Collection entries
....

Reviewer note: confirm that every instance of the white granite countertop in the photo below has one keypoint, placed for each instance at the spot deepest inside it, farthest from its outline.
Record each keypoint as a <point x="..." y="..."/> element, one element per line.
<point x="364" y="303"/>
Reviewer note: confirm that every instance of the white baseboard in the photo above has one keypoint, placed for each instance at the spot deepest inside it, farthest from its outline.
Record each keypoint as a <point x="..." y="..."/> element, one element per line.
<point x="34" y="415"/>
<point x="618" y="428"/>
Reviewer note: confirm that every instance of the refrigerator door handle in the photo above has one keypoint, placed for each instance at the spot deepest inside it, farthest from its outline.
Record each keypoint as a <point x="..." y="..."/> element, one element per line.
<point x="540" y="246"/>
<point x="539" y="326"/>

....

WORK TO BE COMPLETED:
Copy out the part of the records that starts with the line containing "the white baseboard" and runs through the end of the records, keeping every line unchanged.

THE RESULT:
Reviewer note: confirm that every instance of the white baseboard in the photo above has one keypoint, placed for each instance at the spot deepest inside it, farthest from its outline.
Record each keypoint as a <point x="..." y="..."/> element, one element per line.
<point x="34" y="415"/>
<point x="618" y="428"/>
Reviewer note: confirm that every instance of the refrigerator door handle in the photo above has one keypoint, placed for each instance at the spot deepest inside it, farthest from its outline.
Record each keypoint as a <point x="..." y="..."/> element, one element per line.
<point x="540" y="246"/>
<point x="539" y="326"/>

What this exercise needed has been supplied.